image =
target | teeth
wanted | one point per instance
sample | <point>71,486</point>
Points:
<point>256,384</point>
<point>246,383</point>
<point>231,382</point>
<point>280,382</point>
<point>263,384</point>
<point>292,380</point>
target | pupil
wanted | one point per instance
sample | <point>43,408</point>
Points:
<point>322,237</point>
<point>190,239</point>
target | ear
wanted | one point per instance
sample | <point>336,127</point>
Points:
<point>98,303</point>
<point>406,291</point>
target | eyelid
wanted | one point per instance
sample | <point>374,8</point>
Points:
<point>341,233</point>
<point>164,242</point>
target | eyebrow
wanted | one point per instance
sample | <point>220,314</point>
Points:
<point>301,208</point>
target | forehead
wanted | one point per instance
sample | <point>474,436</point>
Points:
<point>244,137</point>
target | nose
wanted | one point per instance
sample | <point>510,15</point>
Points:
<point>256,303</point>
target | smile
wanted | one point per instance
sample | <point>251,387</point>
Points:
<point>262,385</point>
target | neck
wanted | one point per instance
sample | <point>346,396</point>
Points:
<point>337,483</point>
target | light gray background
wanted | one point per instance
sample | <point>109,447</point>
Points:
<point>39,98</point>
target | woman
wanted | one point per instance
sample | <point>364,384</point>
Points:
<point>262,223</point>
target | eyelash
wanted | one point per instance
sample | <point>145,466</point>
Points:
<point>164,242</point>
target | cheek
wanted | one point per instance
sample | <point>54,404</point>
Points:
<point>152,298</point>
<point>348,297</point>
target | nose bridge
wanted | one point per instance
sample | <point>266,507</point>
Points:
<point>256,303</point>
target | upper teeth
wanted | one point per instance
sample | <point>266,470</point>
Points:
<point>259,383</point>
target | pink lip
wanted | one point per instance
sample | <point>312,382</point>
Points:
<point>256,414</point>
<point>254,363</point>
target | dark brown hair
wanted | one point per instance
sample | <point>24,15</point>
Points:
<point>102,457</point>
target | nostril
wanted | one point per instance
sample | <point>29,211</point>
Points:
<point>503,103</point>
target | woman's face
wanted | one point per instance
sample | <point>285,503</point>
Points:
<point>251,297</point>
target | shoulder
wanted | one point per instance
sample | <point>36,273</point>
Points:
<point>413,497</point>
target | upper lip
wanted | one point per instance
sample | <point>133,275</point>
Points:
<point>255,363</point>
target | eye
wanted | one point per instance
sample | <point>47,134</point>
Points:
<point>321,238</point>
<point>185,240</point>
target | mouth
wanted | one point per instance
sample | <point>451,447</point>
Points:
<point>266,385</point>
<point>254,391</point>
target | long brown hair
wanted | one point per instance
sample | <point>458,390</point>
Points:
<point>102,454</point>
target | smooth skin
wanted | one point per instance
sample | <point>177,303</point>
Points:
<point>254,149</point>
☆ ☆ ☆ ☆ ☆ ☆ ☆
● **ASSIGNMENT**: Restate every record verbatim.

● **EXERCISE OUTPUT**:
image =
target | teeth
wanted | one point per instance
sample | <point>71,486</point>
Points:
<point>256,384</point>
<point>246,383</point>
<point>231,382</point>
<point>280,382</point>
<point>263,384</point>
<point>292,380</point>
target | pupil
wanted | one point per instance
sample | <point>43,408</point>
Points:
<point>322,237</point>
<point>190,239</point>
target | ear
wanted | one point per instance
sample | <point>336,127</point>
Points:
<point>98,303</point>
<point>406,291</point>
target | eyelid
wanted | one point per instance
sample | <point>374,8</point>
Points:
<point>341,233</point>
<point>164,242</point>
target | eyebrow
wanted | one point per instance
sample | <point>220,314</point>
Points:
<point>301,208</point>
target | forehead
wanted | one point per instance
sample | <point>474,436</point>
Points:
<point>244,137</point>
target | nose
wanted | one point per instance
sample | <point>510,15</point>
Points:
<point>256,303</point>
target | smile
wanted | one point per instance
sample | <point>251,387</point>
Points:
<point>262,385</point>
target | neck
wanted | one point per instance
sample | <point>346,396</point>
Points:
<point>337,483</point>
target | light gray background
wanted | one point per instance
sample | <point>109,447</point>
Points:
<point>39,98</point>
target | woman
wanted | one point per instance
sample | <point>364,384</point>
Points:
<point>262,223</point>
target | eyelash
wanted | one point per instance
sample | <point>145,466</point>
Points:
<point>164,242</point>
target | cheek
wanted | one point per instance
sample | <point>54,404</point>
Points:
<point>152,298</point>
<point>348,297</point>
target | nose bridge
wanted | one point per instance
sample | <point>266,507</point>
Points:
<point>256,303</point>
target | upper teeth
wanted | one point per instance
sample | <point>266,470</point>
Points:
<point>259,383</point>
target | pink lip
wanted | one point per instance
sample | <point>312,382</point>
Points:
<point>256,414</point>
<point>254,363</point>
target | dark brown hair
wanted | one point per instance
sample | <point>24,15</point>
Points:
<point>102,457</point>
target | nostril
wanted | one point per instance
sample | <point>29,211</point>
Points:
<point>503,103</point>
target | woman's face
wanted | one point per instance
sample | <point>285,503</point>
Points:
<point>251,297</point>
target | shoulder
wanted | one point per instance
sample | <point>36,273</point>
Points:
<point>413,497</point>
target | upper lip
wanted | one point per instance
sample | <point>133,275</point>
Points:
<point>255,363</point>
target | eye
wanted | one point per instance
sample | <point>47,134</point>
Points:
<point>321,238</point>
<point>185,240</point>
target | mouth
wanted | one point per instance
sample | <point>451,447</point>
Points:
<point>266,385</point>
<point>254,391</point>
target | long brown hair
wanted | one point per instance
sample | <point>458,390</point>
Points:
<point>102,454</point>
target | smooth skin
wanted | one point per instance
sample | <point>177,303</point>
Points:
<point>254,149</point>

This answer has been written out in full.